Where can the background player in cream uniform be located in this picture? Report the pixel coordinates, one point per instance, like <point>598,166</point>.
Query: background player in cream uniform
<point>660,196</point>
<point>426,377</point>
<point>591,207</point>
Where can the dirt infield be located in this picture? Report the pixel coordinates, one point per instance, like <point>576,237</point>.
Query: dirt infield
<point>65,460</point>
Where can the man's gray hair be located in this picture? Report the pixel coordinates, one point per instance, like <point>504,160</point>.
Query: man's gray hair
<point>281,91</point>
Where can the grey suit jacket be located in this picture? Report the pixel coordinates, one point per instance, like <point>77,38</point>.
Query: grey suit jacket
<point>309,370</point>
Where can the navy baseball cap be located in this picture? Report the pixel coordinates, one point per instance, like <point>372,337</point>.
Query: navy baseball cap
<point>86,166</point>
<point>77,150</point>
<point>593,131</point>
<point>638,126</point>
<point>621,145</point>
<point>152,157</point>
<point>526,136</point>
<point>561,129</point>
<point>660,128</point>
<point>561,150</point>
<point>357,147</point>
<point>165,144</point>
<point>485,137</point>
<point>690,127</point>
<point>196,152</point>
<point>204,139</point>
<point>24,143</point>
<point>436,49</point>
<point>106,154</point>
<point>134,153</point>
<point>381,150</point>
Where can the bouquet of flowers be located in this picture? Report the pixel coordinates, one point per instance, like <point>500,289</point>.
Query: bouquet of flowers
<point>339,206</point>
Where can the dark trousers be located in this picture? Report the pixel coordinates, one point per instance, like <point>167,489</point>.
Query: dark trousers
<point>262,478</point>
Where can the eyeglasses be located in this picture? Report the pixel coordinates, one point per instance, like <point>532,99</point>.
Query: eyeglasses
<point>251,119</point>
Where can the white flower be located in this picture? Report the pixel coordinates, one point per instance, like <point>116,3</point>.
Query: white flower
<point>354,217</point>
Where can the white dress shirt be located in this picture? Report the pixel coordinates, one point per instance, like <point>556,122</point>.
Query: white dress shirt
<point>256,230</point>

________________________________________

» **Task item**
Your task is to quote the lines above, beginning with the first and ending with the one that holds "Where can the eyeglasses".

» **Task answer**
Where can the background player in cream uniform be located in this picture? Report the pixel coordinates, one point per instance, like <point>598,166</point>.
Query: background player in cream uniform
<point>660,196</point>
<point>426,377</point>
<point>591,207</point>
Where can the dirt infield be located in this picture? Report the pixel coordinates, one point per instance, like <point>576,237</point>.
Query: dirt infield
<point>65,460</point>
Where can the man's gray hair be located in this picture? Report the pixel coordinates, one point per instance, like <point>504,160</point>.
Query: man's gray hair
<point>281,91</point>
Where can the grey suit jacket be located in this picture? Report the pixel coordinates, one point per instance, like <point>77,38</point>.
Query: grey suit jacket
<point>309,370</point>
Where can the navy baseball cap be located in this picture? Report the pixel coordinates, one point per instance, like <point>372,337</point>.
Query: navy baseball cap
<point>86,166</point>
<point>77,150</point>
<point>593,131</point>
<point>638,126</point>
<point>621,145</point>
<point>152,157</point>
<point>526,136</point>
<point>561,129</point>
<point>660,128</point>
<point>561,150</point>
<point>357,147</point>
<point>165,144</point>
<point>485,137</point>
<point>690,127</point>
<point>196,152</point>
<point>204,139</point>
<point>24,143</point>
<point>436,49</point>
<point>106,154</point>
<point>134,153</point>
<point>381,150</point>
Where can the bouquet of flowers be located in this picture? Report the pixel coordinates, one point per instance, like <point>500,289</point>.
Query: bouquet of flowers
<point>339,206</point>
Where can the dark trousers be located in this picture? Report the pixel coordinates, one point per instance, like <point>167,489</point>.
Query: dark trousers
<point>262,478</point>
Where can the eyeglasses be located in this picture? Report the pixel coordinates, one point per instance, like <point>532,99</point>.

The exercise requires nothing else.